Selected extract |

The Meaning of "Inquiry"

Is It Inquiry-Based?

student inquiryWhat is meant by "inquiry-based" or "inquiry-oriented" instructional materials? What criteria can you use as you examine instructional materials to determine if they are truly inquiry-oriented? The term is widely used and often over-used, so it needs a closer examination.

One of the best resources on the meaning of inquiry is the National Science Education Standards (NSES) (NRC, 1996) developed and published by the National Academy of Sciences—an organization of the nation’s most outstanding and recognized scientists. The NSES defines inquiry as follows:

Inquiry is a multifaceted activity that involves making observations; posing questions; examining books and other sources of information to see what is already known; planning investigations; reviewing what is known in light of experimental evidence; using tools to gather, analyze, and interpret data; proposing answers, explanations, and predictions; and communicating results. Inquiry requires identifications of assumptions, use of critical and logical thinking, and consideration of alternative explanations. (NSES, page 23)

Information provided |
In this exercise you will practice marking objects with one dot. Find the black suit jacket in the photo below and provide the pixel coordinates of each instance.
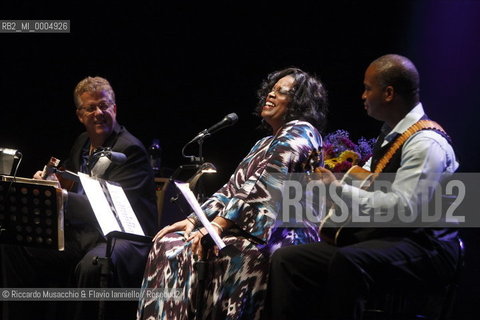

Task prompt | In the text on the meaning of inquiry, translate this sentence into Spanish: "The term is widely used and often over-used, so it needs a closer examination."

Correct answer | El término se usa ampliamente y a menudo en exceso, por lo que requiere un examen más detenido.